Given task:
Show every line of the records below that contains the word "light", copying each one in full.

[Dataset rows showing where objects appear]
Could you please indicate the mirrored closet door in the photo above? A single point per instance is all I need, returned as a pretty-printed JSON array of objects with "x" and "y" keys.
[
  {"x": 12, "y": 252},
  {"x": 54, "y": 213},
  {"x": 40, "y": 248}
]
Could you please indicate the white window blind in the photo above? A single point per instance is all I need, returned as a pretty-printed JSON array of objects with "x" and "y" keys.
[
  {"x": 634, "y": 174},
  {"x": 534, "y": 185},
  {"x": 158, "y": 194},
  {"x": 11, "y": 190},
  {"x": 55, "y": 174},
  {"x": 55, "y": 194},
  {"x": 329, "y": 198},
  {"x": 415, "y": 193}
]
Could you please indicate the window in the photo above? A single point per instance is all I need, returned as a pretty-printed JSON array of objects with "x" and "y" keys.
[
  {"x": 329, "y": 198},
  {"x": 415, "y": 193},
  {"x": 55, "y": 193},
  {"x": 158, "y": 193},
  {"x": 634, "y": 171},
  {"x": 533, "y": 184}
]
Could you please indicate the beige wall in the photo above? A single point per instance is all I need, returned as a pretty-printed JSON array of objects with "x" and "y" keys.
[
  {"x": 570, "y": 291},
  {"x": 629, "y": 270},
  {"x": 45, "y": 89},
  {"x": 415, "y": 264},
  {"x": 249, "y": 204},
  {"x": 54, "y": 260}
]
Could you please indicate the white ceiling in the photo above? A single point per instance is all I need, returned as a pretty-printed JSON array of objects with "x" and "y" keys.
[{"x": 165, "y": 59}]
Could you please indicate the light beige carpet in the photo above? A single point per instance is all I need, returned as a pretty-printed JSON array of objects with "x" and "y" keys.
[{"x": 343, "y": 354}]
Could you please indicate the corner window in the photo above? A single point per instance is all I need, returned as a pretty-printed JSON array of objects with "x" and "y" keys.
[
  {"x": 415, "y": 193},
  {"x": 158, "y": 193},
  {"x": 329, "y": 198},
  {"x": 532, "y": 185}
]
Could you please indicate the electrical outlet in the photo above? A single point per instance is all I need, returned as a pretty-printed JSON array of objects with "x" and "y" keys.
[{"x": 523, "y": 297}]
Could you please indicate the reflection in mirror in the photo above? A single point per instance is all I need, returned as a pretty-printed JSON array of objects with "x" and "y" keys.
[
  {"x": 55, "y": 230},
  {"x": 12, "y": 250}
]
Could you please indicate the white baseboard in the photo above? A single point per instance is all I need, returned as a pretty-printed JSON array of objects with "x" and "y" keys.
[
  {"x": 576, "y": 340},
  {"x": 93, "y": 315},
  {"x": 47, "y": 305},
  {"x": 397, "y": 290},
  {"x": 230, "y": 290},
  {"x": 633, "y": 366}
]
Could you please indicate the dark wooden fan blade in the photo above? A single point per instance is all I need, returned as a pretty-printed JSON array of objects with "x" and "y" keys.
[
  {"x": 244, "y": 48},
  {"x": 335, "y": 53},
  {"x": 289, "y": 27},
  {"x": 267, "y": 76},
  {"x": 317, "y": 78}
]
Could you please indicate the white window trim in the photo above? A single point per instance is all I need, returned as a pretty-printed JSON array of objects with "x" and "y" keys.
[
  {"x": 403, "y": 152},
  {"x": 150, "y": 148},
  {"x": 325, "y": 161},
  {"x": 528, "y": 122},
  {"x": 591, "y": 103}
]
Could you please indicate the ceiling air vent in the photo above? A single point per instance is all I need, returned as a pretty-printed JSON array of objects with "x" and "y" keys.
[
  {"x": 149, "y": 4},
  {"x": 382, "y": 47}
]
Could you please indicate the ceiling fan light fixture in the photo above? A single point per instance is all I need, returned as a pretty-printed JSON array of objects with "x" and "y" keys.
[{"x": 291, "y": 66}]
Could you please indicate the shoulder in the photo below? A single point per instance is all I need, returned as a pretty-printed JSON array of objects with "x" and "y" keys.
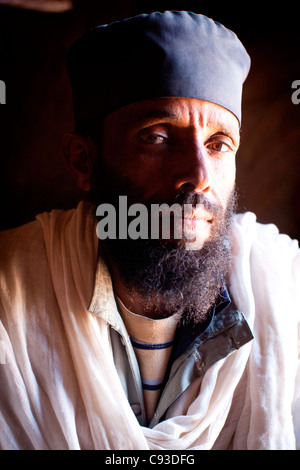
[{"x": 273, "y": 257}]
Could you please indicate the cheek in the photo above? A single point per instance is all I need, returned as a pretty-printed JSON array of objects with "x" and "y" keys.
[{"x": 224, "y": 180}]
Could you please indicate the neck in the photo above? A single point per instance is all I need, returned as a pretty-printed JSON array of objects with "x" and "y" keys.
[{"x": 133, "y": 300}]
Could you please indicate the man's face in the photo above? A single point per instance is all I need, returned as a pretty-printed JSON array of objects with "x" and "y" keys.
[
  {"x": 155, "y": 150},
  {"x": 164, "y": 151}
]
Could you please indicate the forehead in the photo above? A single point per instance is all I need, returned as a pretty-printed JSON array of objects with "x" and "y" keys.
[{"x": 180, "y": 111}]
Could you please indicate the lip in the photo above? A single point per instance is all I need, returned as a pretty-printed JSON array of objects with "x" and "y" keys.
[{"x": 198, "y": 215}]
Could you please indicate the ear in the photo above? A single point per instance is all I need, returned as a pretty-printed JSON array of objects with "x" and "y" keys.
[{"x": 79, "y": 159}]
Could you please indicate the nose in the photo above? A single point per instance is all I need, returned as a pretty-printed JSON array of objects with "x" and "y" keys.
[{"x": 195, "y": 172}]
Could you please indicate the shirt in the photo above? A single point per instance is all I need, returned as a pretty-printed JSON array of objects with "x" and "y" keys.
[{"x": 192, "y": 354}]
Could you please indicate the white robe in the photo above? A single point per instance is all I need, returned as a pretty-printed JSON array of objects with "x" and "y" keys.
[{"x": 60, "y": 388}]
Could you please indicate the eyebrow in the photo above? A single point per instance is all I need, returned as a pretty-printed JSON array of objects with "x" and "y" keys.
[{"x": 157, "y": 115}]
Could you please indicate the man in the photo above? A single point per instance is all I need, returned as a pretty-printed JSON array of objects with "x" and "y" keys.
[{"x": 151, "y": 342}]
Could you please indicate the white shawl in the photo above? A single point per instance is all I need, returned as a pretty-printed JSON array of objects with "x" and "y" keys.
[{"x": 59, "y": 386}]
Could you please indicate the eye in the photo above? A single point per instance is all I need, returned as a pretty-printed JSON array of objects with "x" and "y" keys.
[{"x": 219, "y": 147}]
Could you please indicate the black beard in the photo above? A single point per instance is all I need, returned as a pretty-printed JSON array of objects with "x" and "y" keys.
[{"x": 169, "y": 278}]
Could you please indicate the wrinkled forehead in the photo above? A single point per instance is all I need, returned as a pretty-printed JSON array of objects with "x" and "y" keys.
[
  {"x": 180, "y": 112},
  {"x": 170, "y": 54}
]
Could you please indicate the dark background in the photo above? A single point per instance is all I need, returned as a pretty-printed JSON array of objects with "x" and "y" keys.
[{"x": 38, "y": 109}]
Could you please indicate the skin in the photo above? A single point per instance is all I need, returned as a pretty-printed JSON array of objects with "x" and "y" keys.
[{"x": 161, "y": 147}]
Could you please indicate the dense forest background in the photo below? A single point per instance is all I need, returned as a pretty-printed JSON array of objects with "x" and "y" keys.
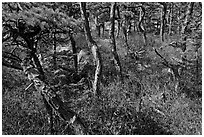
[{"x": 120, "y": 68}]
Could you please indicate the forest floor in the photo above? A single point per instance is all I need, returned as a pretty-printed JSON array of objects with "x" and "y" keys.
[{"x": 118, "y": 110}]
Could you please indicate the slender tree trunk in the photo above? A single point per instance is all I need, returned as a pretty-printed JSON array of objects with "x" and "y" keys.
[
  {"x": 170, "y": 17},
  {"x": 98, "y": 28},
  {"x": 112, "y": 37},
  {"x": 54, "y": 49},
  {"x": 51, "y": 99},
  {"x": 94, "y": 48},
  {"x": 74, "y": 50},
  {"x": 119, "y": 21},
  {"x": 140, "y": 25},
  {"x": 185, "y": 25},
  {"x": 179, "y": 22},
  {"x": 163, "y": 18}
]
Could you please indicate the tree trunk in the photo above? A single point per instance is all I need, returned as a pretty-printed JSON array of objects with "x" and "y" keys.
[
  {"x": 119, "y": 21},
  {"x": 54, "y": 50},
  {"x": 140, "y": 25},
  {"x": 187, "y": 20},
  {"x": 113, "y": 43},
  {"x": 170, "y": 18},
  {"x": 94, "y": 48},
  {"x": 163, "y": 18},
  {"x": 51, "y": 99},
  {"x": 74, "y": 50}
]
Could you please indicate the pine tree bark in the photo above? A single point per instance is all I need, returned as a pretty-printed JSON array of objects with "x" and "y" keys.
[
  {"x": 163, "y": 19},
  {"x": 119, "y": 21},
  {"x": 186, "y": 23},
  {"x": 74, "y": 50},
  {"x": 170, "y": 17},
  {"x": 140, "y": 25},
  {"x": 94, "y": 48},
  {"x": 54, "y": 50},
  {"x": 113, "y": 42}
]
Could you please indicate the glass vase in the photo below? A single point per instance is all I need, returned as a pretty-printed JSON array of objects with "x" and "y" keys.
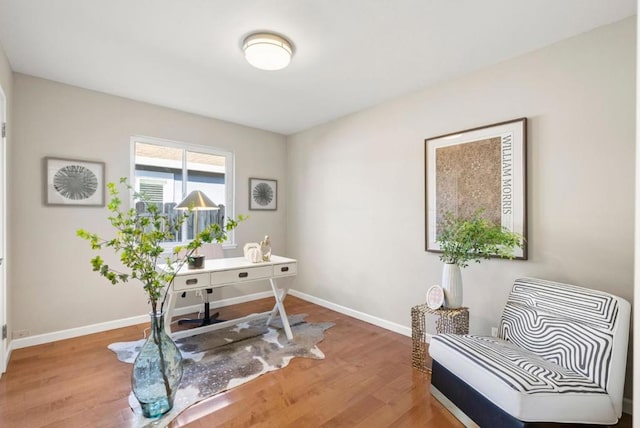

Exercise result:
Could you please indicate the light beige carpet in the photo above? A single point per instance is all I need, returned as a pretty-printed JSON array of objects with "x" and "y" keys.
Could you please indicate the ceiling fan light fixture in the photo above? A single point per instance is all I need, returned as a pretty-printed JSON array of objects with "x" and "y" keys.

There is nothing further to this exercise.